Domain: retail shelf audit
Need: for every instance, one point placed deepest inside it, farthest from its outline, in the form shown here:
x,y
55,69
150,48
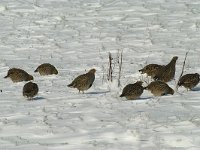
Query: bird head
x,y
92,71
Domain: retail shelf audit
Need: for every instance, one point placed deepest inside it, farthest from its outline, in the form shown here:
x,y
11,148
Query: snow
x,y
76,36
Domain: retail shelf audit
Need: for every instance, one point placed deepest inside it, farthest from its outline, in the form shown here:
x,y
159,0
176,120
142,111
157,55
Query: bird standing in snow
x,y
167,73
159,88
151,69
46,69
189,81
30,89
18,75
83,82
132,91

——

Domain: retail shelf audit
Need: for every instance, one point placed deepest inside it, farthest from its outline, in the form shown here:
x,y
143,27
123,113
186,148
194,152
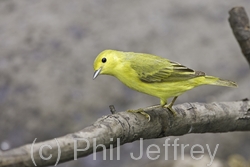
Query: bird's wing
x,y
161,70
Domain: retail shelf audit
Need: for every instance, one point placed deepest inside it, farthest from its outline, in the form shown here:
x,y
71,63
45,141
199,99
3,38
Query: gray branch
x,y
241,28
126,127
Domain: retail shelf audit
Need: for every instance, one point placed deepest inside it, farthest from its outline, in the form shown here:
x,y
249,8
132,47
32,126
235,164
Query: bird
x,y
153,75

——

#### [PROBLEM STATEMENT]
Count the lines in the material above that contain the string "snow", and reply with the number alone.

#### [OUTPUT FOR THIS EXERCISE]
2